Reading text >>
Sen. Mike Lee (R-UT), best known as Ted Cruz's (R-TX) sidekick, just can't let go of his hurt feelings over the reliably disastrous scores the Congressional Budget Office gave the various iterations of Trumpcare. He's taking his war on nonpartisan, reality-based economic projections to the Senate floor, and op-ed pages. The CBO, he insists, was off "by more than 100 percent" in its projections of coverage on the health insurance exchanges. He also said it was off "by around 100 percent" on its Medicaid enrollment projections. But if you click on the links Lee is providing in his op-ed, you'll notice that he's linking to the 2010 estimates from the CBO—the ones before the Supreme Court decided that not every state had to participate in the Medicaid exchanges. But in reality, when you consider the CBO’s subsequent analyses:
The CBO actually nailed the overall impact of the law on the uninsured pretty closely. It predicted a big drop in the percentage of people under age 65 who would lack insurance, and that turned out to be the case. CBO projected that in 2016 that nonelderly rate would fall to 11%, and the latest figure put the actual rate at 10.3%.
He ignores the CBO's revised projections in 2012 after the court ruling and subsequent projections.
That's just the beginning of Lee's astoundingly dishonest retelling of this history. "Now the CBO wants us to believe," he whines, "based on the same models, that just repealing Obamacare's individual mandate, without a single dime's worth of cuts to Medicaid, would cause more than 7 million people to abandon their Medicaid coverage." Actually, the CBO says no such thing. A 2016 analysis of repeal-only does find that 7 million fewer people would be on Medicaid by 2026 not because they are "abandoning" Medicaid coverage, but because 7 million people who would be eligible for Medicaid wouldn't sign up because there wouldn't be the prompt of the individual mandate.

Questions on the material >>
1/ Reproduce the part of the passage on Senator Mike Lee and the CBO starting with "He ignores the" and going on through "the individual mandate.".
2/ Pick up the passage on Senator Mike Lee and the CBO after its last sentence and keep writing.

Data for review >>
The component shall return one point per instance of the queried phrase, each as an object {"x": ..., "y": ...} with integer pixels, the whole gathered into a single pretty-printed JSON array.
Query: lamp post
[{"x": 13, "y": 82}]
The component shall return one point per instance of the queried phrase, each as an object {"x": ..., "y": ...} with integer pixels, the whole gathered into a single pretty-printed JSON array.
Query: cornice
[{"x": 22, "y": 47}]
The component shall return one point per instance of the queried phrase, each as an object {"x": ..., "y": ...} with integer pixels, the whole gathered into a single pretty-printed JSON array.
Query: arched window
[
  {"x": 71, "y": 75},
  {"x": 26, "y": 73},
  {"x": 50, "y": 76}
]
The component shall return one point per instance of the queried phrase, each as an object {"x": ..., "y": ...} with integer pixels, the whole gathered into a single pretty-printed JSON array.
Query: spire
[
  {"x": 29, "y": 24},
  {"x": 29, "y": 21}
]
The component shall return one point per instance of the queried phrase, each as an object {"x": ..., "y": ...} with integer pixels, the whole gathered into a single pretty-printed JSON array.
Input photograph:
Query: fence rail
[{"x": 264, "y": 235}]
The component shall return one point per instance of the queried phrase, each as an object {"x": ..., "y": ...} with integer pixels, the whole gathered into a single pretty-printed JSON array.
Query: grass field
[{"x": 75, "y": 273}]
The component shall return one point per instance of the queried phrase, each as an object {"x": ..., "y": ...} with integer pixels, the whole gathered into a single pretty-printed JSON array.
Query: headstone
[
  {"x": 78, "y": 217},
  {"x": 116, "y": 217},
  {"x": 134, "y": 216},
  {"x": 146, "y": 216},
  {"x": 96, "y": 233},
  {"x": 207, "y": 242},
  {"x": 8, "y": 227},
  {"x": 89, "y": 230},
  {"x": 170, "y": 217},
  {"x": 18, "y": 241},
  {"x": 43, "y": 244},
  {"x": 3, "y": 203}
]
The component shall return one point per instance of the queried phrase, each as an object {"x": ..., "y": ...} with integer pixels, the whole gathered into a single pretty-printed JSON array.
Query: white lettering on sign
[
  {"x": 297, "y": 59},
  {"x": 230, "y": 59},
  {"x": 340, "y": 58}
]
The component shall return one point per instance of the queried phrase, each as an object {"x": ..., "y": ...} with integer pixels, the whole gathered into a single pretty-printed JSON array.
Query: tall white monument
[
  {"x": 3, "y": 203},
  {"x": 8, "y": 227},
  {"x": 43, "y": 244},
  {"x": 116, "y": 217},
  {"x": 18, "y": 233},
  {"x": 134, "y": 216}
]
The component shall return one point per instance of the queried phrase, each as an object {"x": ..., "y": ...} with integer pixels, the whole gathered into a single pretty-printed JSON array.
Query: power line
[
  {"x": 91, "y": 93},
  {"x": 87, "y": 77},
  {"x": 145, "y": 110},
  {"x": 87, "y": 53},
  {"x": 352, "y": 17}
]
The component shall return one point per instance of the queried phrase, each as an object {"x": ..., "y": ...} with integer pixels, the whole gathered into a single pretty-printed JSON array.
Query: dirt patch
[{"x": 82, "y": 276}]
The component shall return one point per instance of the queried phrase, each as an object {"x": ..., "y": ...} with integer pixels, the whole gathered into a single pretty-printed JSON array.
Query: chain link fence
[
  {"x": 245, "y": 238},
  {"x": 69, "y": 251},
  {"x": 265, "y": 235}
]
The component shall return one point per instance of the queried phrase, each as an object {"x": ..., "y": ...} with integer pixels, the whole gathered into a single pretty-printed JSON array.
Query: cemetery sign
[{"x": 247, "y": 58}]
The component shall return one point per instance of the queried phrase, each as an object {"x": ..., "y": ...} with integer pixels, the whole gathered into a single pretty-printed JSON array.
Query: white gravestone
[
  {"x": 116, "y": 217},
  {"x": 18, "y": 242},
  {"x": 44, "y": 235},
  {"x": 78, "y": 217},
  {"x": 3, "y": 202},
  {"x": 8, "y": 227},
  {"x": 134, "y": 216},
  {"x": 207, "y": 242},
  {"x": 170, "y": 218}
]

Results of the exercise >>
1/
He ignores the CBO's revised projections in 2012 after the court ruling and subsequent projections.
That's just the beginning of Lee's astoundingly dishonest retelling of this history. "Now the CBO wants us to believe," he whines, "based on the same models, that just repealing Obamacare's individual mandate, without a single dime's worth of cuts to Medicaid, would cause more than 7 million people to abandon their Medicaid coverage." Actually, the CBO says no such thing. A 2016 analysis of repeal-only does find that 7 million fewer people would be on Medicaid by 2026 not because they are "abandoning" Medicaid coverage, but because 7 million people who would be eligible for Medicaid wouldn't sign up because there wouldn't be the prompt of the individual mandate.

2/
But Lee keeps on lying about that to justify his jihad against the agency and his new legislation, "the CBO Show Your Work Act of 2017," which would "require the CBO to publish its data, models, and all details of computation used in its cost analysis and scoring."
There are good reasons to be skeptical of the quality of healthcare that lower-income Americans receive through Medicaid, but why would 7 million voluntarily give up Medicaid coverage they receive for free? These CBO projections, and others like it, strain the boundaries of common sense.
Lee strains the boundaries of common decency with this blatant lying and elusions. He considers none of the CBO's work after 2010, with the exception of that 2016 analysis on Medicaid, which he purposely misinterprets. Which of course he does. He's a Republican. That's how they operate when confronted with inconvenient realities.